You sure about that?

Alexie is based and deserves more recognition

The whole "couldn't get published" quip is just absolute horseshit, friendo. That incident shows exactly how vapid, hypocritical, and nepotistic the publishing game is. The same poem that'd be called self-indulgent drivel if the author was a middle aged straight white man would be celebrated and furiously wanked over if the author was a woman, minority, some sort of faggot, or all three at once.

I've enjoyed what I've read of his. The book in the OP pic has the bonus of gaining enough attention to be banned by schools. He's an author I think I wouldn't be disappointed by if I met him in person; cool that he's a friend of your family OP.

>The Lone Ranger and Tonto Fistfight in Heaven
That's a really enjoyable, interconnected collection of short stories; the movie Smoke Signals, something of a remix of that collection, is nice too.

Well what I heard of it is that he full well knew and just wanted to help the guy out
>I think I wouldn't be disappointed by if I met him in person
He's awfully smug and sarcastic, a real playful guy in nature really but some take that the wrong way.

▶ _ASSIGNMENT 1_:
In the forum thread about Alexie, which movie is called something of a remix of the short story collection?
▶ _ASSIGNMENT 2_:
Add the next reply to the forum thread about Alexie, following on from its last post.

▶ _DATA FOR ANALYSIS_:
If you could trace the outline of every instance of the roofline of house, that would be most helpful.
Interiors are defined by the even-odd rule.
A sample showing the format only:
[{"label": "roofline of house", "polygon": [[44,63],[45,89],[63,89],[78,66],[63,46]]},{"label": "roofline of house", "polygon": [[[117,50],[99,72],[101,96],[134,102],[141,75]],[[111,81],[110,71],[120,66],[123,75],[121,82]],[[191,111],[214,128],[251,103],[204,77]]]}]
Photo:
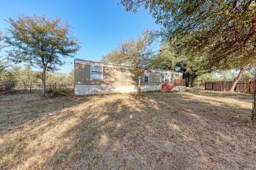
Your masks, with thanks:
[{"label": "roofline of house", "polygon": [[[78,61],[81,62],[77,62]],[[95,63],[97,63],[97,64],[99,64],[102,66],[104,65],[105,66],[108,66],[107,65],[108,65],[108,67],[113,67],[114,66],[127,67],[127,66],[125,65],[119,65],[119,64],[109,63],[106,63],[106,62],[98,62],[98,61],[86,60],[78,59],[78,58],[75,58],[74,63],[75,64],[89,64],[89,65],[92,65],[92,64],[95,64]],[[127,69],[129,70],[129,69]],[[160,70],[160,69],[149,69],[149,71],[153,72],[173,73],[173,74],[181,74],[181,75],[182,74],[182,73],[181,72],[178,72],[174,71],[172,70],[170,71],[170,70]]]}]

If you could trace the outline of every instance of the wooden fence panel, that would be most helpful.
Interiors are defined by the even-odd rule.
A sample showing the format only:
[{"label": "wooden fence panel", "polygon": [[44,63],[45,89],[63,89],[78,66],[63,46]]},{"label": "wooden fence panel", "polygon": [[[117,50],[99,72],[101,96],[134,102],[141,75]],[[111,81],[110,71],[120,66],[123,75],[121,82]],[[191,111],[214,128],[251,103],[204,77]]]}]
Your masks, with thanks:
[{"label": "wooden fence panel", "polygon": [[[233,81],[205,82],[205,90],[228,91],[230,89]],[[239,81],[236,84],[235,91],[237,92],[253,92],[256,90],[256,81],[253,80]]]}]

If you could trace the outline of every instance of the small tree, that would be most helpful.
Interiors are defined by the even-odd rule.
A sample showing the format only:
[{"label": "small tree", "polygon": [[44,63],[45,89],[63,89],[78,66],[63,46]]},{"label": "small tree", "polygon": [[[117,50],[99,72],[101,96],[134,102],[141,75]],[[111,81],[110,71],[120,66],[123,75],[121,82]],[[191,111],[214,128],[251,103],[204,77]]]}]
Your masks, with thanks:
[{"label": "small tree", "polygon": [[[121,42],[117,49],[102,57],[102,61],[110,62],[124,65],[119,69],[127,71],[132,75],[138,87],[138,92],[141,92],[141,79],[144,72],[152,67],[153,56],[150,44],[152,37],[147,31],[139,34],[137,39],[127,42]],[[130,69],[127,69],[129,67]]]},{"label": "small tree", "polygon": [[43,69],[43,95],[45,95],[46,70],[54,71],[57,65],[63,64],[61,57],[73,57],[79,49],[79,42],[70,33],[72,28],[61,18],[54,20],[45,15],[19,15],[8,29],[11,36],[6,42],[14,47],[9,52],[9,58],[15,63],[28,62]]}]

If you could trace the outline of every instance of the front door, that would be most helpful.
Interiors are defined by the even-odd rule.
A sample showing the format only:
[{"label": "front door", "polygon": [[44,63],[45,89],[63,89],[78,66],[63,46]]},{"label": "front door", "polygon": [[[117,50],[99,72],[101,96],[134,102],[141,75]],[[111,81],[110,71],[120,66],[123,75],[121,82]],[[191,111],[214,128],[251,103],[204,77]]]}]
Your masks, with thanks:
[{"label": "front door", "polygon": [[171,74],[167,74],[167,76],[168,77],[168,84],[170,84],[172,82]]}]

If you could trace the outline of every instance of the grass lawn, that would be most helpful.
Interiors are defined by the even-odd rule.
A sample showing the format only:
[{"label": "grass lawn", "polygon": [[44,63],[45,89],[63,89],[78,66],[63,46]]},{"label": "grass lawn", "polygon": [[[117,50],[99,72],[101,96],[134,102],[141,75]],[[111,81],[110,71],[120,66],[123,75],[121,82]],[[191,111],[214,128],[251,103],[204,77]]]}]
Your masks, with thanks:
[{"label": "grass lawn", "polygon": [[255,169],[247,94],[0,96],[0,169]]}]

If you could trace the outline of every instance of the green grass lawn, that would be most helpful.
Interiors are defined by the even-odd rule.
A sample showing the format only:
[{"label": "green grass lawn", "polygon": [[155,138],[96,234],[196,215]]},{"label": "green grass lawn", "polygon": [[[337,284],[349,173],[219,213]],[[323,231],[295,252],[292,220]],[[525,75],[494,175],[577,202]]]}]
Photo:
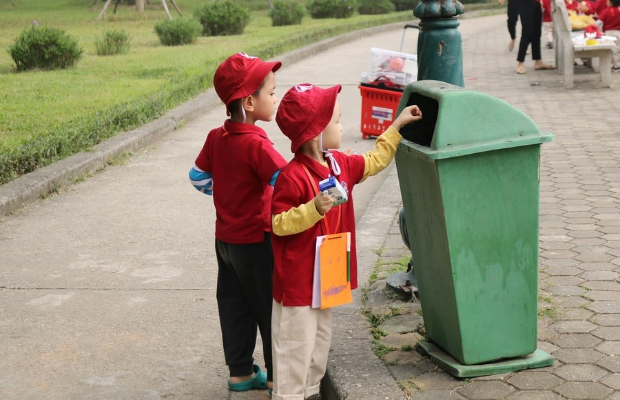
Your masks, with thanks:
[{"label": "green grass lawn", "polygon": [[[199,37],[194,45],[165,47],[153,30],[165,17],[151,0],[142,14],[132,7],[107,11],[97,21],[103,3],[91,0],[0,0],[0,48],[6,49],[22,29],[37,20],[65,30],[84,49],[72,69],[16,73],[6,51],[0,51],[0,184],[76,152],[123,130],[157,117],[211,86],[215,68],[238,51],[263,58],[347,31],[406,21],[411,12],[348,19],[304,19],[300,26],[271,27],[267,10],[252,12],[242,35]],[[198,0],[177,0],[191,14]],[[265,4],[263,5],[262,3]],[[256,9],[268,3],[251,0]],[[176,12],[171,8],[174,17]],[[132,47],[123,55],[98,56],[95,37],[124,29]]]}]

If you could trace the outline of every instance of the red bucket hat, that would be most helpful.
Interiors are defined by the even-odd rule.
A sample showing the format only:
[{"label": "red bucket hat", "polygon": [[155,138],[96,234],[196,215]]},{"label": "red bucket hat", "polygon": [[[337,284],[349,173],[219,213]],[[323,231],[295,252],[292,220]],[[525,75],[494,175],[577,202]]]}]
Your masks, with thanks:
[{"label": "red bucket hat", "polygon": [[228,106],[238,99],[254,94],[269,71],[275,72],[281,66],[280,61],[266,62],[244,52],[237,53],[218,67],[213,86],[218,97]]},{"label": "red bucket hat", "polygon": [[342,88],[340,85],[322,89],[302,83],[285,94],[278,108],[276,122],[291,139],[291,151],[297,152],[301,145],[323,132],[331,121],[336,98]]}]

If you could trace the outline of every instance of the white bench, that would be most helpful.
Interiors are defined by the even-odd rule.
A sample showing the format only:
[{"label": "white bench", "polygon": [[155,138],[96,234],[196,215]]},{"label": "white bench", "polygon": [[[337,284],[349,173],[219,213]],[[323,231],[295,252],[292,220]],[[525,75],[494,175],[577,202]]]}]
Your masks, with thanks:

▶ _EXERCISE ANSWER 1_:
Smoke Signals.

▶ _EXERCISE ANSWER 2_:
>smug and sarcastic, a real playful guy
I wouldn't take those people the wrong way if they didn't all heel-turn the second you start playing back

I'll check that one out because it'll be awhile before I wrap up some of my reading backlog and move on to some of his other books.

If you haven't read Leslie Marmon Silko, I highly recommend Ceremony and I liked what I read of Almanac of the Dead but once the weather turned to fall and winter, it was hard for me to stay in the mindset of Almanac's desert/South American settings.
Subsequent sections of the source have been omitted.